> **Task requirements**:
**A)** Write out the part of the DDR II memory thread starting at "DDR II is quite" and ending at "advantage at all?".
**B)** Report every line of the listing that contains the string "post".

> **Source document**:
Anyways, I was curious on what I was mising, due to DDR II memory and 925x chipset... and I searched around at Anandtech, and found something pretty nasty.

http://www.anandtech.com/mb/showdoc.aspx?i=2293&p=29

I simply nodded and sighed.

DDR II is quite the fiasco, I'm afraid. Why the push for such technology then? Besides, Sandra shows that P4 can't even use 60% of their total bandwith, whereas the Athlon 64 skt754 uses almost 95% of its available bandwith, and the skt939 uses around 80%, no?

Why would I want to get a DDR II motherboard/processor? Is there any advantage at all?
 

AnandThenMan

Diamond Member
Nov 11, 2004
3,979
589
126
DDR2 is designed to scale to much higher frequencies than DDR, hence in theory making it more future proof. Only when AMD goes to DDR2 will we start to see the full potential (or lack thereof) of DDR2.

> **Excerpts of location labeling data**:

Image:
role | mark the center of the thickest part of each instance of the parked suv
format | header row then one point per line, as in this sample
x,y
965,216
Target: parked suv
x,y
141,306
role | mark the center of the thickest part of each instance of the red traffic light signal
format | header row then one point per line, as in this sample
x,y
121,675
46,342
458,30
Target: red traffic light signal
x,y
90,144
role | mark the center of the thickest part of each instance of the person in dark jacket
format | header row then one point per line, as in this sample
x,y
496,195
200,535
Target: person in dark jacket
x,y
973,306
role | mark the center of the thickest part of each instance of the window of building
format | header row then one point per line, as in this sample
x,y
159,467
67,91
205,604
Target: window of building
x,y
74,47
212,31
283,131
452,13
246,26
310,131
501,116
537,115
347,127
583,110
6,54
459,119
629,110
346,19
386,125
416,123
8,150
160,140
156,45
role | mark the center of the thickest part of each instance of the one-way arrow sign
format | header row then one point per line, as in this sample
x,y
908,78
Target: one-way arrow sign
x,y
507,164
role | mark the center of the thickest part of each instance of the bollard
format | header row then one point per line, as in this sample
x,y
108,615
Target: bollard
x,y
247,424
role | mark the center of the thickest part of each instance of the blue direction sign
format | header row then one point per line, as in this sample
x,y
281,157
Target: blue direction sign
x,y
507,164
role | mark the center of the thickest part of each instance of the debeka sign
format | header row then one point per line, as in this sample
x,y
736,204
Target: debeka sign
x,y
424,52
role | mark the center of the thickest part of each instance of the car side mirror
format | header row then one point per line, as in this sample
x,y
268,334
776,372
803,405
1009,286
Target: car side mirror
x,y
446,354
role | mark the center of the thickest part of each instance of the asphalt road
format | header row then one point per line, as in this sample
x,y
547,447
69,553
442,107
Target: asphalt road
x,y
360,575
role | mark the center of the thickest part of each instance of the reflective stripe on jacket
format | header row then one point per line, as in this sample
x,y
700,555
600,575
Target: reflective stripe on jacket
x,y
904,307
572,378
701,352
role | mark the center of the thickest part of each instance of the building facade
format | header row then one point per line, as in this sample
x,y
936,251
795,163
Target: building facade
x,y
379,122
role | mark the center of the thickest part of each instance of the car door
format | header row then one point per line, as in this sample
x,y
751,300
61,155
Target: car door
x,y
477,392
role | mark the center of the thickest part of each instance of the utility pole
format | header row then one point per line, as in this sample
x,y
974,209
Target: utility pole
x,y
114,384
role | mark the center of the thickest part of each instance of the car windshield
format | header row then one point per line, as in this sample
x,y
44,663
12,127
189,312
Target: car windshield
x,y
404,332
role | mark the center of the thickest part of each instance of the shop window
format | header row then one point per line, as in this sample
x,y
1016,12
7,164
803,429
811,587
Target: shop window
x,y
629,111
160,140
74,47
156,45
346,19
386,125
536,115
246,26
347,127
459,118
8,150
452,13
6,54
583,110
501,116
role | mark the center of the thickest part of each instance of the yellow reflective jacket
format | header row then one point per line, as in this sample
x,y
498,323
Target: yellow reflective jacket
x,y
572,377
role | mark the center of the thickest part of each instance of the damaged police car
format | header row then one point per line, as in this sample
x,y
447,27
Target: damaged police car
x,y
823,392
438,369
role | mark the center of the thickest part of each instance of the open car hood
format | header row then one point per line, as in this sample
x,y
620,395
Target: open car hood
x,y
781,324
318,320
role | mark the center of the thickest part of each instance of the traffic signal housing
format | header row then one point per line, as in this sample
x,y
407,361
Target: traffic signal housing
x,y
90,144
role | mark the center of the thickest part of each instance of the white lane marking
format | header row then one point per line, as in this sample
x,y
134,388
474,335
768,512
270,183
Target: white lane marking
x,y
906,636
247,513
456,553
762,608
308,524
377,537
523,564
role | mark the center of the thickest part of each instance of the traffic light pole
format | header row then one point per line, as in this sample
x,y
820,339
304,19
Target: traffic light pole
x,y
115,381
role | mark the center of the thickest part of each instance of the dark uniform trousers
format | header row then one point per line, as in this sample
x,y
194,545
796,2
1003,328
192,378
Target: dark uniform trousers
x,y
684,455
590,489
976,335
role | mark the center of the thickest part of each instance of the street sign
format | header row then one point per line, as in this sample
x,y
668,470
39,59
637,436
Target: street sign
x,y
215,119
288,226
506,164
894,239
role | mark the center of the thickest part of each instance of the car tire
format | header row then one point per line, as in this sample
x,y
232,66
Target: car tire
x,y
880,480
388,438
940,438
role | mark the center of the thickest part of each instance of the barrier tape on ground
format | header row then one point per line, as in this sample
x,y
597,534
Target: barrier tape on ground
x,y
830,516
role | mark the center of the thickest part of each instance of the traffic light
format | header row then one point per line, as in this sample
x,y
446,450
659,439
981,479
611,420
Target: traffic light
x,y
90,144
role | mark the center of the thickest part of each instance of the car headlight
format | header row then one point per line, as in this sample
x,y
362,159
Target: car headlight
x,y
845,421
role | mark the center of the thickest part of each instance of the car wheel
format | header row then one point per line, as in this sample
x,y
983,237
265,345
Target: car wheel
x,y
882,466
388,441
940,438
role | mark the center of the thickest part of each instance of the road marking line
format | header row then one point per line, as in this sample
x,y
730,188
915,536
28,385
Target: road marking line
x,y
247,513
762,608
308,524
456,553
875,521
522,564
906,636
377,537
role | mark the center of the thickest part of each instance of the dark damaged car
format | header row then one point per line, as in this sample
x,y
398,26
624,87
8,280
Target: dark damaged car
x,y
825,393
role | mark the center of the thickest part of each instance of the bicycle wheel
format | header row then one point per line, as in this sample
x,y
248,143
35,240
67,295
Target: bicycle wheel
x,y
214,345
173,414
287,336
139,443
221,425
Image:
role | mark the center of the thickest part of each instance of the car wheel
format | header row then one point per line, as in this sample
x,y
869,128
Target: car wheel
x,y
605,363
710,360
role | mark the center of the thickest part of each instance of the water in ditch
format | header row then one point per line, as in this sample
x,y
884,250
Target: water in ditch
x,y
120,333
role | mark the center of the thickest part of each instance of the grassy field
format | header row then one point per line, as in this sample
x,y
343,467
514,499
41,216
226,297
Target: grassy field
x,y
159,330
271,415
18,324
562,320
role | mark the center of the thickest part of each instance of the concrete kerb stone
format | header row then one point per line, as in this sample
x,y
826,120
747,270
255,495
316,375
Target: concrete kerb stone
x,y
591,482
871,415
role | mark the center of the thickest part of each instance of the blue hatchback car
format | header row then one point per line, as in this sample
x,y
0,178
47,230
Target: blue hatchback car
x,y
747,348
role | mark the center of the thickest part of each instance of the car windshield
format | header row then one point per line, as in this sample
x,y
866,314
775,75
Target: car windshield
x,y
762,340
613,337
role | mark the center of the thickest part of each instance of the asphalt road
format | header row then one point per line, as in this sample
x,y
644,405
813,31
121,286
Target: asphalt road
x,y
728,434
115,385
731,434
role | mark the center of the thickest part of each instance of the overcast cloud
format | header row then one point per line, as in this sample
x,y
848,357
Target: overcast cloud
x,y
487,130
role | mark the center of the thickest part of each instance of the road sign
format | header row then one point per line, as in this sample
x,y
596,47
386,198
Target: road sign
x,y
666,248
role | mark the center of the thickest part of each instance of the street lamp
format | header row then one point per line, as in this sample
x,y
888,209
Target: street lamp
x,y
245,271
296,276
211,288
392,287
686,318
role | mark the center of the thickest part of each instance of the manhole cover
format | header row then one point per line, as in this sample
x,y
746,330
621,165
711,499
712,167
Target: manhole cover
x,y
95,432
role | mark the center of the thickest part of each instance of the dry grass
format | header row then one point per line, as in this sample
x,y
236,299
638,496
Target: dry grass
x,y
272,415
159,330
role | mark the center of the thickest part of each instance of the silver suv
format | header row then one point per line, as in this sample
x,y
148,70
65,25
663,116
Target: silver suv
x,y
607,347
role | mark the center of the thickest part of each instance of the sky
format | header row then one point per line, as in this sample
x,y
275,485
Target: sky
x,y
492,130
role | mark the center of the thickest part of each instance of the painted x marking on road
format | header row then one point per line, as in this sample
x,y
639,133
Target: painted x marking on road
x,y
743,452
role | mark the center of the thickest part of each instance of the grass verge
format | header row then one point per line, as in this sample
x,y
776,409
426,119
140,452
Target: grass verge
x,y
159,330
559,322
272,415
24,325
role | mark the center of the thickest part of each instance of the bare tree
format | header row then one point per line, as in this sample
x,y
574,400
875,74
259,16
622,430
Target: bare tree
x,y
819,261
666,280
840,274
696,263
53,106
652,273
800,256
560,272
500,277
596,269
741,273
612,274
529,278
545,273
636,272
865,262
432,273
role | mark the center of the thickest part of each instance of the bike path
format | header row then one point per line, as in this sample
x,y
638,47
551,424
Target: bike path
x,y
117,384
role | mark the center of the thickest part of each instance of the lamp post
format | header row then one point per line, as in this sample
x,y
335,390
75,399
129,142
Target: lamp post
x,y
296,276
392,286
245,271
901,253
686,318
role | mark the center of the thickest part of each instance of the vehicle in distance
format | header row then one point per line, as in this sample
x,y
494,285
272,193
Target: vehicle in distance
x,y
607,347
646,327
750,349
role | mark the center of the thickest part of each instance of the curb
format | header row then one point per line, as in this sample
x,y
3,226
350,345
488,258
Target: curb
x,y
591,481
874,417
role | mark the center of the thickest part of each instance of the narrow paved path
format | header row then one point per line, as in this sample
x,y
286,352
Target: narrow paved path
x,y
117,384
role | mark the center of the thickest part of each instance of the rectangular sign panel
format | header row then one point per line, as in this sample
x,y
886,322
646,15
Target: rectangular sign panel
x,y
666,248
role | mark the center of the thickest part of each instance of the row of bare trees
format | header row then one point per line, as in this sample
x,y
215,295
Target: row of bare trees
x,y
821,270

> **Solutions by task**:
**A)**
DDR II is quite the fiasco, I'm afraid. Why the push for such technology then? Besides, Sandra shows that P4 can't even use 60% of their total bandwith, whereas the Athlon 64 skt754 uses almost 95% of its available bandwith, and the skt939 uses around 80%, no?

Why would I want to get a DDR II motherboard/processor? Is there any advantage at all?

**B)**
role | mark the center of the thickest part of each instance of the lamp post
Target: lamp post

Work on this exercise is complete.